### WRITTEN PROBLEM
Please write out the listing again, substituting "nearby bush" for "distant shrub" and keeping every other word unchanged. Leave the pictures out.

Dataset records:
%%

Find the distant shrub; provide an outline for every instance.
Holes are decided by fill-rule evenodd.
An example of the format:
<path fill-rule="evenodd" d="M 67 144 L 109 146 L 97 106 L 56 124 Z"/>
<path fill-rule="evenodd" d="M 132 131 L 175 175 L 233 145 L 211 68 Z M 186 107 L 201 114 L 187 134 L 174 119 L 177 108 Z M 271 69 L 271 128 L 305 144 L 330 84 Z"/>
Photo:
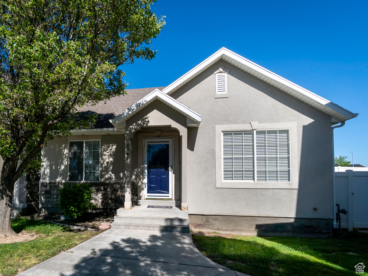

%%

### EXERCISE ANSWER
Find the nearby bush; provide an outline for every instance.
Holes are decided by fill-rule evenodd.
An example of the format:
<path fill-rule="evenodd" d="M 67 144 L 109 146 L 97 106 L 56 124 Z"/>
<path fill-rule="evenodd" d="M 132 131 L 175 175 L 233 145 L 211 68 Z M 186 107 L 201 114 L 187 134 L 174 119 L 177 108 Z M 271 69 L 271 128 L 305 144 L 330 84 Z"/>
Photo:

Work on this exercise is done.